◆ **Work item**
Please keep to the lines below from the one with "Phrase: jacket collar" through the one with "Phrase: raised arm", and restate them word for word, ends included.

◆ **Exercise material**
────

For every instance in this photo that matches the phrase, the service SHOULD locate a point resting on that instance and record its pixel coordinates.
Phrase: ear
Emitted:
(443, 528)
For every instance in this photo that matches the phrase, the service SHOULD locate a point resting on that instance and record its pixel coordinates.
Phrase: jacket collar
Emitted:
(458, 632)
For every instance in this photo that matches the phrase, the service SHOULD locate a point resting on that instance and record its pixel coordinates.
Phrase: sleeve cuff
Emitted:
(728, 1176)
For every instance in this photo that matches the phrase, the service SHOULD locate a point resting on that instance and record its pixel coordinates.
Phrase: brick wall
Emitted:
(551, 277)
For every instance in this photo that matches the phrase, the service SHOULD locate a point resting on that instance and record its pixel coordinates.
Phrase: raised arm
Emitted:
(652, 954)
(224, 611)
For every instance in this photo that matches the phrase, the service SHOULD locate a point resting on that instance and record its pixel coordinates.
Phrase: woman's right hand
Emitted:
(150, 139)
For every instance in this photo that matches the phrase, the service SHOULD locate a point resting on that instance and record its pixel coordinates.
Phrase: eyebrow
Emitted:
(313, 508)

────

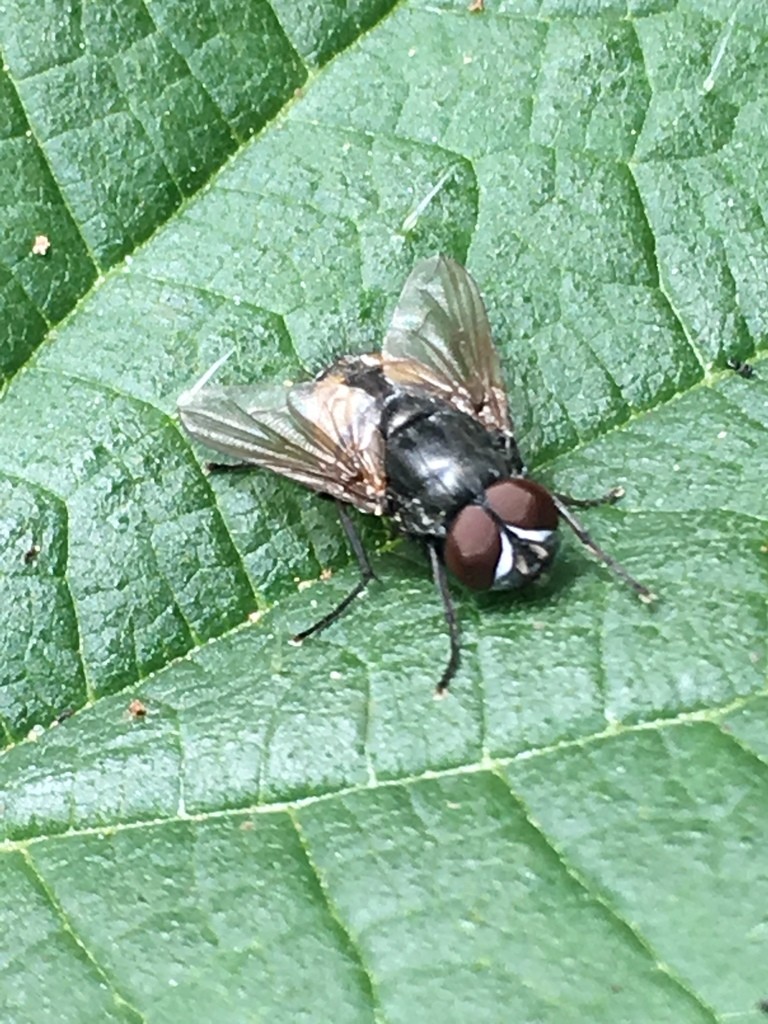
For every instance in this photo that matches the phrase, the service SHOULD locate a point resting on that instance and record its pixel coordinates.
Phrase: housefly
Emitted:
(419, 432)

────

◆ **Solution to the exercise**
Phrase: jacket collar
Emitted:
(458, 632)
For every instance in this photo that matches the phrase, the service SHOULD locate a point resting on that instance and record its pixel coordinates.
Phrase: sleeve cuff
Emitted:
(728, 1176)
For every instance in this photo that matches the phrase, the service SHOULD locate a point resting on that instance and record its pixel coordinates.
Phrase: brick wall
Emitted:
(551, 277)
For every instance in this photo that matches the phrase, the service SHOULD locate a point resting on that instance and record its pixel coordinates.
Phrase: raised arm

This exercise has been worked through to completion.